▶ [Short task 1] Restate briefly the paragraph of the permutation coefficient problem that begins "You are given two numbers", keeping its main facts.
▶ [Short task 2] Revise the permutation coefficient problem by reproducing everything from "You are given" down to "of test cases.", with "natural number" replaced by "positive integer".
▶ [Short task 3] According to the permutation coefficient problem, what does the first line of input contain?

▶ [Page extract]
You are given two numbers ‘N’ and ‘K’. Your task is to find P(N, K). P(N, K) is the permutation coefficient given as P(N, K) = N! / (N - K)! where X! Is the product of first X natural number. Since this value may be large only find it modulo 10^9 + 7.

Detailed explanation ( Input/output format, Notes, Images )
Input Format: 
The first line of input contains an integer ‘T’ denoting the number of test cases.
The next ‘T’ lines represent the ‘T’ test cases. 

The first and only line of each test case contains two integers ‘N’ and ‘K’.
Output Format: 
For each test case, print a single line containing a single integer denoting the answer for that test case modulo 10^9 + 7.

Print the output of each test case in a separate line.
Note: 
You do not need to print anything, it has already been taken care of. Just implement the given function.

[Stored entries]
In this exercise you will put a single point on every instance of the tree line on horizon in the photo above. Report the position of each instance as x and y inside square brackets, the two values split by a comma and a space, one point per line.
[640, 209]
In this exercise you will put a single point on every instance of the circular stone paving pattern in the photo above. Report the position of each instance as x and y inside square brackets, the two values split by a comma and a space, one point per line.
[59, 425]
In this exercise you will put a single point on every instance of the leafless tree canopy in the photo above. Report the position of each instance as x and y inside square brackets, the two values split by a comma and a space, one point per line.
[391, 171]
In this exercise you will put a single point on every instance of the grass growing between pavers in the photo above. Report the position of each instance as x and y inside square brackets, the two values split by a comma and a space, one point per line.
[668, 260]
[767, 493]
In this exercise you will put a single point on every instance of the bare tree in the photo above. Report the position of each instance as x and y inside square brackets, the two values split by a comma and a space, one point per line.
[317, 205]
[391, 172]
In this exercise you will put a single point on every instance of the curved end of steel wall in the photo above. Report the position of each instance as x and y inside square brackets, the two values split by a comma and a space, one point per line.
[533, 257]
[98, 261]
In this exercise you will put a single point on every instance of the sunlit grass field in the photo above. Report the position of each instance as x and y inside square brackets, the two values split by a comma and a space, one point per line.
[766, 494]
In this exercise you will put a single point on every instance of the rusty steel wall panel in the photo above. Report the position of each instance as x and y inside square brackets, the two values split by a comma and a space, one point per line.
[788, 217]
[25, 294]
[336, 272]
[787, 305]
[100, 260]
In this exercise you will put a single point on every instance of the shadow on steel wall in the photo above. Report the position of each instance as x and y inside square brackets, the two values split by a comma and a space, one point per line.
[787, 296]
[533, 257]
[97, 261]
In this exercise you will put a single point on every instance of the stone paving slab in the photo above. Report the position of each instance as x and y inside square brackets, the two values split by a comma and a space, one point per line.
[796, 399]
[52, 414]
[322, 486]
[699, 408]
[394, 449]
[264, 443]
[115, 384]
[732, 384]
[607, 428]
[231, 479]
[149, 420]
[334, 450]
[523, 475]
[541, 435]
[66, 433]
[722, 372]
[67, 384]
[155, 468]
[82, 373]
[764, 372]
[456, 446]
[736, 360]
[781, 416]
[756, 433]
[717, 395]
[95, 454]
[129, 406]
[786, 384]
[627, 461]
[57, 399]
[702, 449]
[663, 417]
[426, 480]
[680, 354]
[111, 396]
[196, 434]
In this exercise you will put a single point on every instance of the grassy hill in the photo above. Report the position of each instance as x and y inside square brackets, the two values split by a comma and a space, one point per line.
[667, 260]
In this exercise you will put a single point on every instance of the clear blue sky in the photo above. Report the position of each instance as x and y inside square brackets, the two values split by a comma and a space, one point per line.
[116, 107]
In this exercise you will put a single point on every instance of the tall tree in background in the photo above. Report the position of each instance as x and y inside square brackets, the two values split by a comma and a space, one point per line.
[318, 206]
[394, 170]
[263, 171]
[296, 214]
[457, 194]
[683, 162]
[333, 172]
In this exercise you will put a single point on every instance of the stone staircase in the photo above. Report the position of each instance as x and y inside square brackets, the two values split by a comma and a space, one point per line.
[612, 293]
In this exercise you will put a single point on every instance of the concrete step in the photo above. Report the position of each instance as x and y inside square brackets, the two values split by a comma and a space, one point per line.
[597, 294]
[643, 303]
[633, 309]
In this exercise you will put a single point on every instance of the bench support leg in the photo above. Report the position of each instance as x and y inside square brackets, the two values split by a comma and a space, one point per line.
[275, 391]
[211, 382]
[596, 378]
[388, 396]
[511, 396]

▶ [Correct answer 1] Given two numbers N and K, find the permutation coefficient P(N, K) = N! / (N - K)!, where X! is the product of the first X natural numbers. Because the value may be large, report it modulo 10^9 + 7.

▶ [Correct answer 2]
You are given two numbers ‘N’ and ‘K’. Your task is to find P(N, K). P(N, K) is the permutation coefficient given as P(N, K) = N! / (N - K)! where X! Is the product of first X positive integer. Since this value may be large only find it modulo 10^9 + 7.

Detailed explanation ( Input/output format, Notes, Images )
Input Format: 
The first line of input contains an integer ‘T’ denoting the number of test cases.

▶ [Correct answer 3] An integer T denoting the number of test cases.